* **Texto**
* * *
Dicen los expertos que el
11 es el número maestro de los destinados a alcanzar la iluminación.
Tal vez por ello fuimos 11 los que nos adentramos en la aventura de
descubrir esa belleza que la naturaleza solo enseña a aquellos que
se atreven con sus cumbres.
11 expedicionarios. Unos,
avezados montañeros, otros, no tanto, incluso estábamos aquellos
que sufríamos en silencio el miedo a no resistirlo.
A veces en fila india, a
veces en grupos, recorrimos bosques, subimos cuestas que parecían
imposibles de remontar y pisamos tanta piedra bajando que nuestros
pies no paraban de gritar, eso cuando no resbalaban por los
pedregales.
El silencio nos rodeó
entre los robles, la niebla jugó con nosotros al escondite hasta
Panderrueda y el brezo nos regaló la mejor de sus caras, en
solitario y mezclada con otras especies y el más dulce de sus
aromas. Dos inmensos buitres nos sobrevolaron majestuosos durante una
parte del camino, tal vez porque no perdían la esperanza de que
cayéramos alguno. También tuvimos oportunidad de avistar a un
rebeco custodiando fielmente la entrada de una cueva y de
encontrarnos un pequeño Belén que alguien había colocado allí,
entre las rocas más altas, salpicadas de una verbena de colores por
los líquenes.
* * *
* **Instrucciones**
1 - Responda brevemente, según el relato, estas preguntas:
(a) ¿Cuántos expedicionarios se adentraron en la aventura?
(b) ¿Hasta dónde jugó la niebla al escondite con ellos?
(c) ¿Qué animal custodiaba la entrada de una cueva?
2 - Enumere todos los seres vivos que el relato nombra de forma específica.
3 - Actualice el relato desde "Dicen los expertos" hasta "con sus cumbres.", sustituyendo "aventura" por "travesía".

[Extractos de registros de segmentación]
* * *
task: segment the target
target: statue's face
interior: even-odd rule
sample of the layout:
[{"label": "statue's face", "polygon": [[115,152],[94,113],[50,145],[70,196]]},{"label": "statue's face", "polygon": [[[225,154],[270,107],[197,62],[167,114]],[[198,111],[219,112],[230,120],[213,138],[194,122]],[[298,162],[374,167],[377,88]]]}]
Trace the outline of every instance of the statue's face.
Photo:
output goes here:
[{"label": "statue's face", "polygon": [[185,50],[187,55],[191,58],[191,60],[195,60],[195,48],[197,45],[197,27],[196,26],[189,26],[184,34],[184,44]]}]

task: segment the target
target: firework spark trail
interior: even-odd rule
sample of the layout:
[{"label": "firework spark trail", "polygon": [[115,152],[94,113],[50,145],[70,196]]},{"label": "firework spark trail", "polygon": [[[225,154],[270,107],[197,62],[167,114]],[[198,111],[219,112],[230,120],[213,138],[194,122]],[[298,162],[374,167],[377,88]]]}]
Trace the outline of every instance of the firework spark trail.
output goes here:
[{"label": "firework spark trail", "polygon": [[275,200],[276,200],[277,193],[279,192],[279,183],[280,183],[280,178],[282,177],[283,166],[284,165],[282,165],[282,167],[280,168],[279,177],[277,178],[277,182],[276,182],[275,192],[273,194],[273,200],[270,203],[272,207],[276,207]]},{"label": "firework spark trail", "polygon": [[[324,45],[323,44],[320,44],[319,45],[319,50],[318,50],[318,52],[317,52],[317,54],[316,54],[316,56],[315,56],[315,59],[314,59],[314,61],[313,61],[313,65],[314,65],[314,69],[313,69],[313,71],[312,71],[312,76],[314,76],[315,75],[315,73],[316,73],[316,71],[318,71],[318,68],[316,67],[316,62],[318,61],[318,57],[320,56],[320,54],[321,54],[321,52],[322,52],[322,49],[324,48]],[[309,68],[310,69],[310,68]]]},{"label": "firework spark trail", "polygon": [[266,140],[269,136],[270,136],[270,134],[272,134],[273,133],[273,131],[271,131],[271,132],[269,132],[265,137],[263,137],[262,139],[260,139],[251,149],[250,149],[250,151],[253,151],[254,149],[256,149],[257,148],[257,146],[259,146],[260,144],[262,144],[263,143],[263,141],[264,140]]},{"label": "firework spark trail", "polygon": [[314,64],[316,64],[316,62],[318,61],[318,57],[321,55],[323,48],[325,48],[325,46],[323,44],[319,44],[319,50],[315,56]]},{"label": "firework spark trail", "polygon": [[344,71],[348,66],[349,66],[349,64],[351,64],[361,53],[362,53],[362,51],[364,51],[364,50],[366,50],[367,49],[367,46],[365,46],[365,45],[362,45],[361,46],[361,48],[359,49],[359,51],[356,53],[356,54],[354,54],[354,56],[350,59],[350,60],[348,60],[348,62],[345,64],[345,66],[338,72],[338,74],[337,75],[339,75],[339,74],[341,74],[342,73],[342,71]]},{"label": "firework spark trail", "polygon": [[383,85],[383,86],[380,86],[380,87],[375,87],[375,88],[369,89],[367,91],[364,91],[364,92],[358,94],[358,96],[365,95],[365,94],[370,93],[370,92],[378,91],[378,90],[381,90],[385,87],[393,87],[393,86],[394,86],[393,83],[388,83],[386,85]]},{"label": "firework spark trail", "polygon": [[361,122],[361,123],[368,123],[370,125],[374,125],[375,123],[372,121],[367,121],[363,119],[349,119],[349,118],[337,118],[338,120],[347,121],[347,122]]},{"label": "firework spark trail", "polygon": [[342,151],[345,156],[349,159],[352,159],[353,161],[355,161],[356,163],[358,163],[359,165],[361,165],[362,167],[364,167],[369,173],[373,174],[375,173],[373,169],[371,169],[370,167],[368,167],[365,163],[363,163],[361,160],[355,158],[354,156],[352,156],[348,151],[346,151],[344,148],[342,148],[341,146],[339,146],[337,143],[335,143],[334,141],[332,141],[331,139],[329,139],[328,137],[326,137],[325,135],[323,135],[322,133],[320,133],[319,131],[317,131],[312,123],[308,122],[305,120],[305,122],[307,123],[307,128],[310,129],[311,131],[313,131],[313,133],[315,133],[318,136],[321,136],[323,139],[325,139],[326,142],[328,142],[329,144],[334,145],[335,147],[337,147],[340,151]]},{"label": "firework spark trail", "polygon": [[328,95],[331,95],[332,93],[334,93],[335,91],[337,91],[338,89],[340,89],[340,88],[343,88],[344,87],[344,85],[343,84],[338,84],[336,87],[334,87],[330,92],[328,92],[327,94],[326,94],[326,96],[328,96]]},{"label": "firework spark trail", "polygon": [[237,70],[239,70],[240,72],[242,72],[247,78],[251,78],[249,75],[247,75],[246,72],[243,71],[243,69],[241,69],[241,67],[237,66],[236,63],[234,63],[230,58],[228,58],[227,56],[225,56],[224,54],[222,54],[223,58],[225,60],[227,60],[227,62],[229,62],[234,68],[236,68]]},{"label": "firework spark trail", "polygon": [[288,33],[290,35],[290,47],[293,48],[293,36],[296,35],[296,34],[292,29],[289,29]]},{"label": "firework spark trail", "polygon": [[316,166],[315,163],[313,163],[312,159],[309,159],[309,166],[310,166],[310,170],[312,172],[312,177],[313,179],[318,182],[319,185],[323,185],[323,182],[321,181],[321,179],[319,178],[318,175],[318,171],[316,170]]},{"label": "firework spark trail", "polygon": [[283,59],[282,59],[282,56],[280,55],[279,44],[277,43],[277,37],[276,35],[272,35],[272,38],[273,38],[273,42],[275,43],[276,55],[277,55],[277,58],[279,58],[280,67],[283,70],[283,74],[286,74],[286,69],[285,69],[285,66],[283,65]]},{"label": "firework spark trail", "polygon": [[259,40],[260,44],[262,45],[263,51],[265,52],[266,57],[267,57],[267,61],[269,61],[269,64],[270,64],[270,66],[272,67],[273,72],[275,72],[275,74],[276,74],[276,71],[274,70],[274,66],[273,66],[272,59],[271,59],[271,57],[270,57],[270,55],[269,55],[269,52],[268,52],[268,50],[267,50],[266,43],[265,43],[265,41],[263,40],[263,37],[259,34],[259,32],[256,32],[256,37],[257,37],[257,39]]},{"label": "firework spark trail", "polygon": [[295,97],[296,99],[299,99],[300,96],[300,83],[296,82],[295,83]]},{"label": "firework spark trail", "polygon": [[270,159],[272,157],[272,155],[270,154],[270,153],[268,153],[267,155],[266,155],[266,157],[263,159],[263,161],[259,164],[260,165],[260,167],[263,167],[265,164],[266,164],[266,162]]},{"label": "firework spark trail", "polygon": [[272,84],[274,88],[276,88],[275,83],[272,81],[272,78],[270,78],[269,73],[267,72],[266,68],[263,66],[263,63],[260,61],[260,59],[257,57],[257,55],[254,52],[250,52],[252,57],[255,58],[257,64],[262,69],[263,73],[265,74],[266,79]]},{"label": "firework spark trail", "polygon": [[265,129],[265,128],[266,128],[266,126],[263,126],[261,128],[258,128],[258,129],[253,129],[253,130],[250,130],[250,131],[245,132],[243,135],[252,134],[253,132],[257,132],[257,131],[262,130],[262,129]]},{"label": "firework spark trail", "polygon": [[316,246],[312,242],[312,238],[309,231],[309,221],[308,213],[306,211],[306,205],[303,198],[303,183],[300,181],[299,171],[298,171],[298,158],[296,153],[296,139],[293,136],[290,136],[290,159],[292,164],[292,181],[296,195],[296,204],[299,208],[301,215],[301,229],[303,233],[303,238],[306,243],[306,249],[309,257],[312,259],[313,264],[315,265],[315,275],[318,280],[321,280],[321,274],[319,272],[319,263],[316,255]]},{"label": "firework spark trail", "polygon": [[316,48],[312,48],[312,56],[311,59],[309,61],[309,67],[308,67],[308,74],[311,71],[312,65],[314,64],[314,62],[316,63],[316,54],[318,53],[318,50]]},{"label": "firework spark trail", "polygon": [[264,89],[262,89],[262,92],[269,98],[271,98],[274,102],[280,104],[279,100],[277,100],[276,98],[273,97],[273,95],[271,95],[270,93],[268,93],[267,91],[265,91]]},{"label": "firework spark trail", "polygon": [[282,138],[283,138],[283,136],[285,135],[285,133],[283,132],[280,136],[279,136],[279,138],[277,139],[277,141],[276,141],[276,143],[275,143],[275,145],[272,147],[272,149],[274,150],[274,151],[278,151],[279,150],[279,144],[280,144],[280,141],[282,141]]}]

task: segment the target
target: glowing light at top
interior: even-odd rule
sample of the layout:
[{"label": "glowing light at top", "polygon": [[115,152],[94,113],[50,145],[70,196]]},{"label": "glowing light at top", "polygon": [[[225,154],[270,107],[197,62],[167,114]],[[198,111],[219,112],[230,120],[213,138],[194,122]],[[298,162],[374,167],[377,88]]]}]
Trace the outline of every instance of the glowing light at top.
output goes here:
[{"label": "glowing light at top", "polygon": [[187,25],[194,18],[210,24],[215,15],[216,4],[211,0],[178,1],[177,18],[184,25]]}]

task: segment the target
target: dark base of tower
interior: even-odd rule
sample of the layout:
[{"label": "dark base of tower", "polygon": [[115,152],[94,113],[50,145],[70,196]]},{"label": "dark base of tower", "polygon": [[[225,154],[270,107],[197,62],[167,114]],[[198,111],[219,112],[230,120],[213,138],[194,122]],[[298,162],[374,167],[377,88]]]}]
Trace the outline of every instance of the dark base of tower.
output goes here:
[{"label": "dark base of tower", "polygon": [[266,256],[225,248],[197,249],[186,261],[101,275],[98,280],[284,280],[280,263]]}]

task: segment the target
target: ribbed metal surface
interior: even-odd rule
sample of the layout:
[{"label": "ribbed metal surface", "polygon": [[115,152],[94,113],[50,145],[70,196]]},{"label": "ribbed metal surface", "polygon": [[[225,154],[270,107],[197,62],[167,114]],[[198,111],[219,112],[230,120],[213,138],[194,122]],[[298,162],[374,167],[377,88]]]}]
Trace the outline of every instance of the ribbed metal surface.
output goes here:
* * *
* **Respuestas**
1 -
(a) 11.
(b) Hasta Panderrueda.
(c) Un rebeco.

2 - Robles, brezo, buitres, rebeco y líquenes.

3 -
Dicen los expertos que el
11 es el número maestro de los destinados a alcanzar la iluminación.
Tal vez por ello fuimos 11 los que nos adentramos en la travesía de
descubrir esa belleza que la naturaleza solo enseña a aquellos que
se atreven con sus cumbres.